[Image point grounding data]
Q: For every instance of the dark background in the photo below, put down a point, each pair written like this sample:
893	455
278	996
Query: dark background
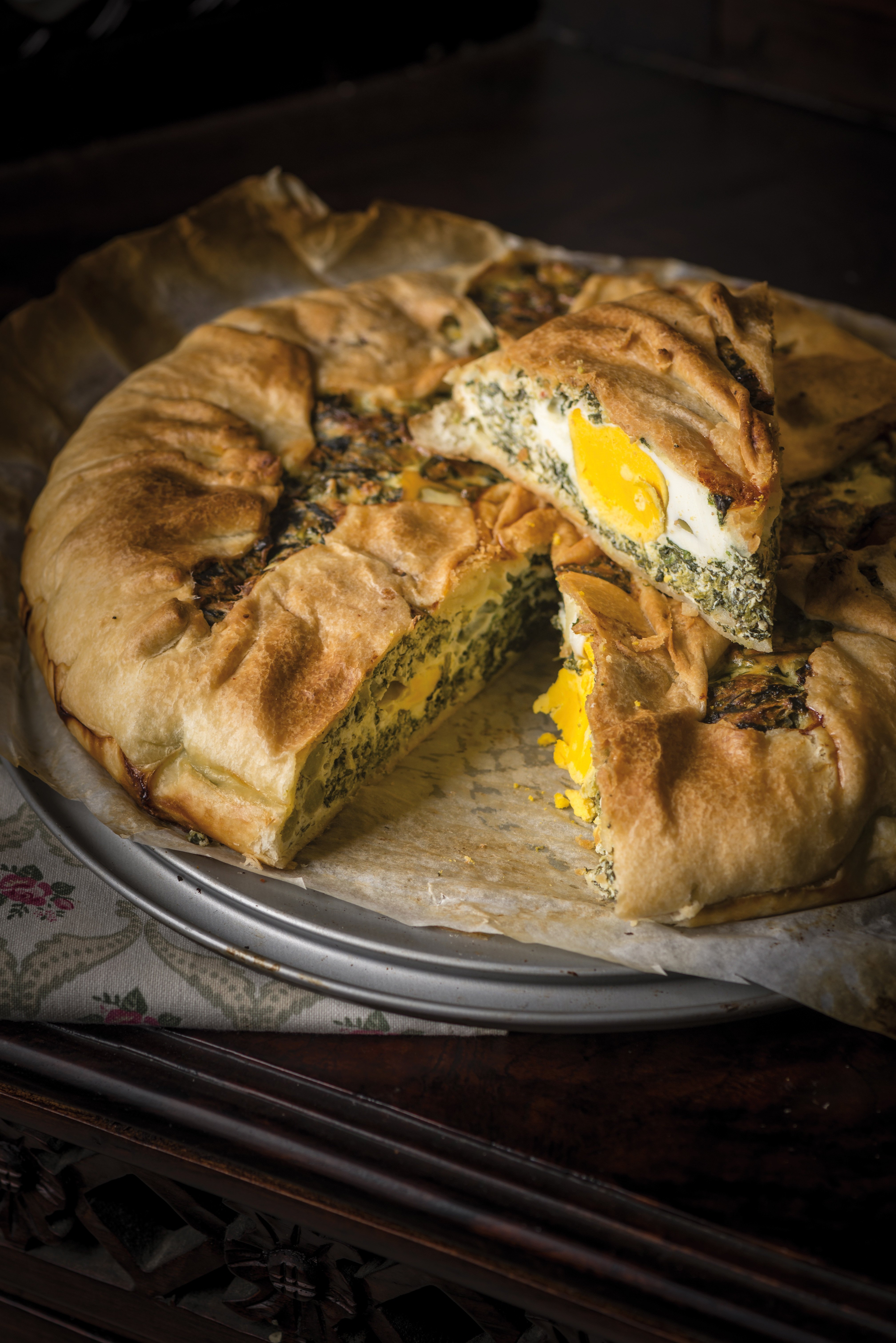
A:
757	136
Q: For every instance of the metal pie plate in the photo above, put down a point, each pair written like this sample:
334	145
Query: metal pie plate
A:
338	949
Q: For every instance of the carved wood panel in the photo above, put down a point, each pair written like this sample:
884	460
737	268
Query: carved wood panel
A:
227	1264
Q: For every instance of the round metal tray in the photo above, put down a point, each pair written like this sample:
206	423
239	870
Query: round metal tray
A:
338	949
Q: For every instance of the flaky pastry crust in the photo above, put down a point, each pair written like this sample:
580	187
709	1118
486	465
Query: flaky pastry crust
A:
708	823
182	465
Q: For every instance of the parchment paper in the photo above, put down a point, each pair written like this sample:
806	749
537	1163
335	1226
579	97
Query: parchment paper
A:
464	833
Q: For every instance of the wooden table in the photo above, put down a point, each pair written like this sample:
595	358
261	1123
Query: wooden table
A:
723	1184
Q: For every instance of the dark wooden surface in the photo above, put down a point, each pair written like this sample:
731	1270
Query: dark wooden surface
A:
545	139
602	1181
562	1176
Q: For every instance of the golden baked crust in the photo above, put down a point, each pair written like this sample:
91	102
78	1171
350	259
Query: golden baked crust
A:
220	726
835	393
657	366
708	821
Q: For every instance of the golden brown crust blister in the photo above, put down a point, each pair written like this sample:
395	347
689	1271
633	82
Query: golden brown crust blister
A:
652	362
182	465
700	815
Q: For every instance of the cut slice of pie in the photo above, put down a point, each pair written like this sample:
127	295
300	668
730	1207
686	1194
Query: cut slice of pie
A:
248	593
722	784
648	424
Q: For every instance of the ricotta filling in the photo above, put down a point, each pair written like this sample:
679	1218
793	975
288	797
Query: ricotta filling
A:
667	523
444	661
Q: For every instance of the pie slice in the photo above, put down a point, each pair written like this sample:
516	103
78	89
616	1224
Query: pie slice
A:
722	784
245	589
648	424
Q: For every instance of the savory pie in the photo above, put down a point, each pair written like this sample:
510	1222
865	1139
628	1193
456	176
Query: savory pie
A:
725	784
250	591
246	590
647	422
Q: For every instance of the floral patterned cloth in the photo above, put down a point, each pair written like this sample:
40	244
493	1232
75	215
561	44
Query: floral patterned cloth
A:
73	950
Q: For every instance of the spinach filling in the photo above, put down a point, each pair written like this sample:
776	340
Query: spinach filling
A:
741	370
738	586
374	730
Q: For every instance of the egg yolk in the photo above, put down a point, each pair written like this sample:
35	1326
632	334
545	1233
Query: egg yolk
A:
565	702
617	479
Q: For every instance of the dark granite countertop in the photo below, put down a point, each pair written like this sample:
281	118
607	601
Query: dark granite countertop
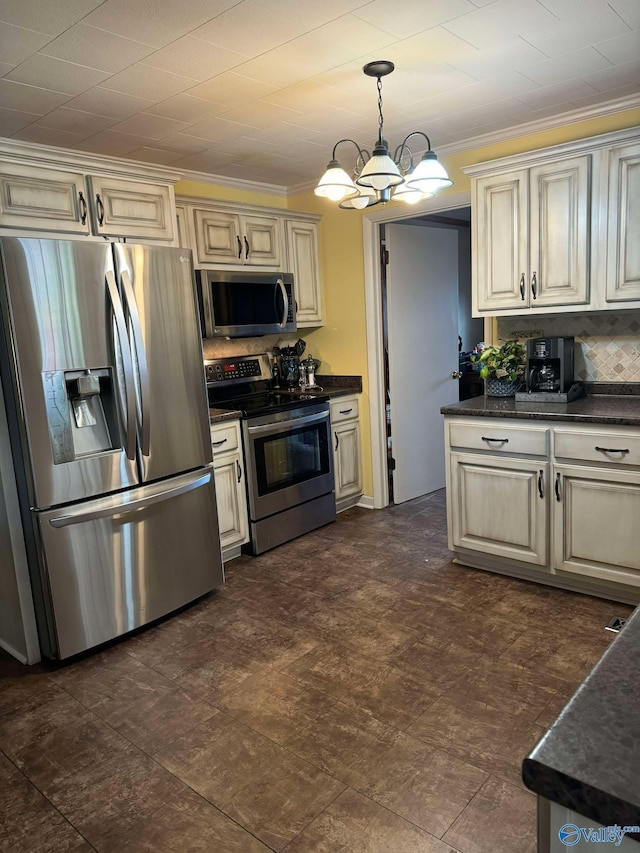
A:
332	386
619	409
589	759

▸ **What you should do**: Where a line above holds the string "paper", show that line.

▸ **Answer section**:
Q: For every instance of the parchment paper in the photo above, put down a point, each pair written like this sample:
Query: parchment paper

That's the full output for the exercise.